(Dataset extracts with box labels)
=-=-=

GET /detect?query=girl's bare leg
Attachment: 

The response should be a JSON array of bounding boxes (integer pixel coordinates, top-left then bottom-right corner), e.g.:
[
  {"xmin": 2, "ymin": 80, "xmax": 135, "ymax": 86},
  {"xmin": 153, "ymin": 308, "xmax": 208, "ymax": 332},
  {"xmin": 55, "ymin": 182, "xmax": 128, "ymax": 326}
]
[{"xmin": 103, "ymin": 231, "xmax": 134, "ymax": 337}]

=-=-=

> _WRITTEN TASK_:
Turn the entries above into a JSON list of strings, with one string for each line and blank lines omitted.

> _EXERCISE ANSWER_:
[
  "GET /detect?query=girl's bare leg",
  "Attachment: ",
  "The response should be a JSON array of bounding boxes (integer pixel coordinates, top-left then bottom-right corner), e.g.:",
  "[",
  "  {\"xmin\": 2, \"ymin\": 80, \"xmax\": 135, \"ymax\": 86},",
  "  {\"xmin\": 153, \"ymin\": 308, \"xmax\": 208, \"ymax\": 332},",
  "  {\"xmin\": 55, \"ymin\": 182, \"xmax\": 128, \"ymax\": 326}",
  "]",
  "[{\"xmin\": 103, \"ymin\": 231, \"xmax\": 134, \"ymax\": 337}]"
]